• Required work: Return, exactly, the line that contains "Each instance of the player in white" together with all lines after it to the end of the entries, and no further lines.

• Records supplied:
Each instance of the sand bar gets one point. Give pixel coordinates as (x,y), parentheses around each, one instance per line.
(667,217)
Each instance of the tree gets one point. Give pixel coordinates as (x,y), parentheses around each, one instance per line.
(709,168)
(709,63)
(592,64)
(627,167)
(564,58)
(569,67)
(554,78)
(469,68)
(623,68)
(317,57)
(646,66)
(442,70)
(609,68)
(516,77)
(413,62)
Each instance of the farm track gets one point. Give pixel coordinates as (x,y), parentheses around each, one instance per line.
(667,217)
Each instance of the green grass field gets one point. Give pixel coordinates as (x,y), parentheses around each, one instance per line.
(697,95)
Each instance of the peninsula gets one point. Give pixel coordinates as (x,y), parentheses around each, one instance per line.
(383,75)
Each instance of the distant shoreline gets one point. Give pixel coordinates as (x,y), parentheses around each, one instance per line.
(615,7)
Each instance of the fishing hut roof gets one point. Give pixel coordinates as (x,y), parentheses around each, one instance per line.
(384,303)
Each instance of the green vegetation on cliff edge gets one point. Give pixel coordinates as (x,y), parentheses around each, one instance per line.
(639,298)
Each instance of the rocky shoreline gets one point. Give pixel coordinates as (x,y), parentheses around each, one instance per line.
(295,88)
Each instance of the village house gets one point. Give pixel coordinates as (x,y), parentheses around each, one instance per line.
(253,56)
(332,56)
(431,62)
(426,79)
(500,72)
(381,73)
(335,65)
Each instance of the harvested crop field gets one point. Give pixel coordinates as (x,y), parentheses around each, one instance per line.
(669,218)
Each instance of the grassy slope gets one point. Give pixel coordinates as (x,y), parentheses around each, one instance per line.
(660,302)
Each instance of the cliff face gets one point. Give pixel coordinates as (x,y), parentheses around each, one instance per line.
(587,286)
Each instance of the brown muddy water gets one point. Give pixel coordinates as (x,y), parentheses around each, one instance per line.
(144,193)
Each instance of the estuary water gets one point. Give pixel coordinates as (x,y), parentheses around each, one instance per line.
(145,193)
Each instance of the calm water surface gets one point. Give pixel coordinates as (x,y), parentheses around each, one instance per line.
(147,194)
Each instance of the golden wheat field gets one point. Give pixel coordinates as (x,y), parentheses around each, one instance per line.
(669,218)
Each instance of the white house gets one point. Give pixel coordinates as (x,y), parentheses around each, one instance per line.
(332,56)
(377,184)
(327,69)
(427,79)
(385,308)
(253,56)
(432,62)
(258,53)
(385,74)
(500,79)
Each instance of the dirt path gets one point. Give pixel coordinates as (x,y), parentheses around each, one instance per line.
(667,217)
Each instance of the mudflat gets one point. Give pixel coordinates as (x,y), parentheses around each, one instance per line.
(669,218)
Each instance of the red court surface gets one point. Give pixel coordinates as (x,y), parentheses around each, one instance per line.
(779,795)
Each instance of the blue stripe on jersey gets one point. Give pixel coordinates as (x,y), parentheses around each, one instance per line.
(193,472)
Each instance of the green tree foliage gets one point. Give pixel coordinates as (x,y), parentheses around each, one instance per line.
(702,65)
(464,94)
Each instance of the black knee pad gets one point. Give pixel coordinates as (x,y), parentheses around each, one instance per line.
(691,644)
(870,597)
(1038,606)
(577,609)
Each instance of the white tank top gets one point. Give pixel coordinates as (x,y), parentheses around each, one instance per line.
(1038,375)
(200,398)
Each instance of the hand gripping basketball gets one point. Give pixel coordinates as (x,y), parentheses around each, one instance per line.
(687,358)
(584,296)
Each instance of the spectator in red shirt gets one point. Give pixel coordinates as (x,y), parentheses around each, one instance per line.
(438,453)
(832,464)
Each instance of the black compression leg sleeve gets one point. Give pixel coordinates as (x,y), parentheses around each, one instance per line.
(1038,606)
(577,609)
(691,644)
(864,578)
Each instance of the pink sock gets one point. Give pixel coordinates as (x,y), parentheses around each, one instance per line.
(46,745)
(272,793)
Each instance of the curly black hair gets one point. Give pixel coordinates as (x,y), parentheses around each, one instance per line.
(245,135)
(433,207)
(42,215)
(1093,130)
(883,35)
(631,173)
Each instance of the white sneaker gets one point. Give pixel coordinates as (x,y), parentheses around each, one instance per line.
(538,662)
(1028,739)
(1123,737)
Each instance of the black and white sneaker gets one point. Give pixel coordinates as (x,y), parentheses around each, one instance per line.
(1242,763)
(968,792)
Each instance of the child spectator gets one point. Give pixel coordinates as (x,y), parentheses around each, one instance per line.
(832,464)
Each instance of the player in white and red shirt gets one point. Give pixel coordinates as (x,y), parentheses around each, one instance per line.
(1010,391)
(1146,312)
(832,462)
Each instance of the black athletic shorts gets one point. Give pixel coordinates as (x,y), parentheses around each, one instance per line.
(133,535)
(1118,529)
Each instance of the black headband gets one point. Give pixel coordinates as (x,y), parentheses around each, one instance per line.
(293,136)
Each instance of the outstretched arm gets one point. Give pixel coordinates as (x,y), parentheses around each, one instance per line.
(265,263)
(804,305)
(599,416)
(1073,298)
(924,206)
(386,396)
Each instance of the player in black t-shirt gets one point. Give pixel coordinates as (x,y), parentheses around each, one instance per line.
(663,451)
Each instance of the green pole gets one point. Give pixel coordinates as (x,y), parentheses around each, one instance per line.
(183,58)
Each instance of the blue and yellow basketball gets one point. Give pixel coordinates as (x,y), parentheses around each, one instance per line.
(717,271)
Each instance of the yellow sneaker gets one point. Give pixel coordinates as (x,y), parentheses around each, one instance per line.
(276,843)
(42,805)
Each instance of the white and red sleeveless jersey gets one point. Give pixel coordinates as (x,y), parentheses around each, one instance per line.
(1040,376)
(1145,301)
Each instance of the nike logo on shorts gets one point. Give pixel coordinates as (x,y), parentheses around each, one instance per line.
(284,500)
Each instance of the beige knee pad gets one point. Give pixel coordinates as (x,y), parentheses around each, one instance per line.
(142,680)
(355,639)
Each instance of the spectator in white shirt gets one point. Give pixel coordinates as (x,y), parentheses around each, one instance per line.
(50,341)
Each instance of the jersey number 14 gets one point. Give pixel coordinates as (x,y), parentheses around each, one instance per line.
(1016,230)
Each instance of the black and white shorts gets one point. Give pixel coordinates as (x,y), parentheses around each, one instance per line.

• The answer:
Each instance of the player in white and red shirt gets one point. Give pixel coordinates as (x,y), parentheses around each, one instance per line.
(1010,391)
(1146,312)
(832,462)
Each instance of the black athletic shorts gets one point. Give pixel coordinates as (x,y), parentheses around each, one instance per line.
(133,535)
(1118,529)
Each instance of the black headband gets one point. Give pixel coordinates as (x,y), parentheses around each, one instance per line.
(293,136)
Each instance of the outstretched arm gets one point. Give pixel coordinates as (x,y), parentheses around each, one instance per line.
(265,263)
(804,305)
(599,416)
(1073,298)
(924,206)
(386,396)
Each instance of the player in black t-shirt gets one point. Give pixel coordinates as (x,y), parentheses around each, one instance per line.
(663,451)
Each instance of the green pole gets one point. Give pixel coordinates as (x,y), parentheses around each, one instance per line.
(183,58)
Each instance of the blue and yellow basketball gets one point. Give pixel coordinates as (x,y), parentheses around each, one instance per line.
(717,271)
Each instance of the yellow sneaker gets one point. Give pixel coordinates as (x,y), parentheses around each, one instance per line.
(276,843)
(42,805)
Each instance of the white and red sleeveless jersey gets one point. Give pixel coordinates as (x,y), parentheses around each, one instance per line.
(1040,376)
(1145,301)
Each instance of the nike logo on shorts gets one point. Give pixel coordinates as (x,y), parentheses around each, one instance per line.
(284,500)
Each instance of the beige knee pad gets one point. Give pixel coordinates as (x,y), parentheses around each, one instance per line.
(142,680)
(355,639)
Each instance of the spectator in white shirt gets one point. Give pixel coordinates as (x,y), parentheses around each, one instance per line.
(50,341)
Each instance of the jersey number 14 gets one point. Give pixel coordinates as (x,y), parentheses around each, one instance per line.
(1016,230)
Each instance of the black and white shorts gets one point. Give pixel coordinates as (x,y), parentheses around each, one instance per line.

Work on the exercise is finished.